• Rows from a dataset
━━━━━━━━━━━━━━━━━━━━

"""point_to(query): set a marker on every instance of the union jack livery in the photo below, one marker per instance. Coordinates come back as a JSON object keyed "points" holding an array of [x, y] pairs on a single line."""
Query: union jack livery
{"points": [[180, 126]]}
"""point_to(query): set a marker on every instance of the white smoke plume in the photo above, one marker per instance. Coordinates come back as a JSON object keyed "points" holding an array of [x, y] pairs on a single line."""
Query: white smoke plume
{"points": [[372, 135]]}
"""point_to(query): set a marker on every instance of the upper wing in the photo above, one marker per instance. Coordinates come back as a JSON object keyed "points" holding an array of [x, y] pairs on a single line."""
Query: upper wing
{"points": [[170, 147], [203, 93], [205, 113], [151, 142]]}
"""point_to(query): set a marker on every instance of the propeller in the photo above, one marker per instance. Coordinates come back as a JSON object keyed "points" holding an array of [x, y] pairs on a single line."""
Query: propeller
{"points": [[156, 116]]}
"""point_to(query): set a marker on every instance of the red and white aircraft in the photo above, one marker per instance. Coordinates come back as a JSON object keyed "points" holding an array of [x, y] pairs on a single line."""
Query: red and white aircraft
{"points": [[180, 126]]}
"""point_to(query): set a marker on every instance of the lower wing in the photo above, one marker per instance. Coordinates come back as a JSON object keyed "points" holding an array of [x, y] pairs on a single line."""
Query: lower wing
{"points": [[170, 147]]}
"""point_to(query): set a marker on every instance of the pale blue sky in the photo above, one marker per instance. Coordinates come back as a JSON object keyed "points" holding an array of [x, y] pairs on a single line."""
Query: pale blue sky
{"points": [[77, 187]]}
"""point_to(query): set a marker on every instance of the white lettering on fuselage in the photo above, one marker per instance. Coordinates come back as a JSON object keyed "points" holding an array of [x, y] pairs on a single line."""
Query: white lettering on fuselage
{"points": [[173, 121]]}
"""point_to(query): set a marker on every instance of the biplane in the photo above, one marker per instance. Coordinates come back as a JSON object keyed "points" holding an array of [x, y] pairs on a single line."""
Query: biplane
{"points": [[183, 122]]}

━━━━━━━━━━━━━━━━━━━━

• What is needed
Copy every one of the entries above verbatim, from the first to the last.

• The response
"""point_to(query): set a marker on every instance of the union jack livery in the photo below, one marker per instance. Coordinates come back as a JSON object keyed "points" holding an array of [x, y] pairs on a single line."""
Query: union jack livery
{"points": [[180, 126]]}
"""point_to(query): set a marker on every instance of the white smoke plume in the photo above, one marker per instance. Coordinates come back as a JSON object keyed "points" holding an array of [x, y] pairs on a single line."""
Query: white smoke plume
{"points": [[372, 135]]}
"""point_to(query): set a marker on every instance of the upper wing in the photo above, one marker per instance. Coordinates come back as a JSON object keyed "points" holding an array of [x, y] pairs on a single line."""
Query: upper wing
{"points": [[170, 147], [203, 93], [205, 113], [151, 142]]}
"""point_to(query): set a marker on every instance of the propeller in the photo above, one marker per instance. Coordinates come back as a JSON object keyed "points" holding an array of [x, y] pairs on a single line."""
Query: propeller
{"points": [[156, 116]]}
"""point_to(query): set a marker on every instance of the red and white aircraft in the photo above, one marker per instance. Coordinates come back as a JSON object keyed "points" holding an array of [x, y] pairs on a single line."""
Query: red and white aircraft
{"points": [[180, 126]]}
"""point_to(query): set a marker on every instance of the lower wing in the photo above, one marker per instance. Coordinates come back as a JSON object keyed "points" holding an array of [x, y] pairs on a single line."""
Query: lower wing
{"points": [[170, 147]]}
"""point_to(query): set a marker on every instance of the pale blue sky in the photo above, one marker per instance. Coordinates come back as a JSON object keyed "points" holding an array of [x, y] pairs on a single line."""
Query: pale blue sky
{"points": [[77, 187]]}
"""point_to(query): set a marker on every instance of the white lettering on fuselage in the photo above, one marker per instance. Coordinates come back as a JSON object keyed "points" holding an array of [x, y] pairs on a single line."""
Query: white lettering on fuselage
{"points": [[173, 121]]}
"""point_to(query): set a marker on every instance of the biplane in the photo above, one marker per instance. Coordinates come back as a JSON object keyed "points" holding an array of [x, y] pairs on a single line."""
Query: biplane
{"points": [[183, 122]]}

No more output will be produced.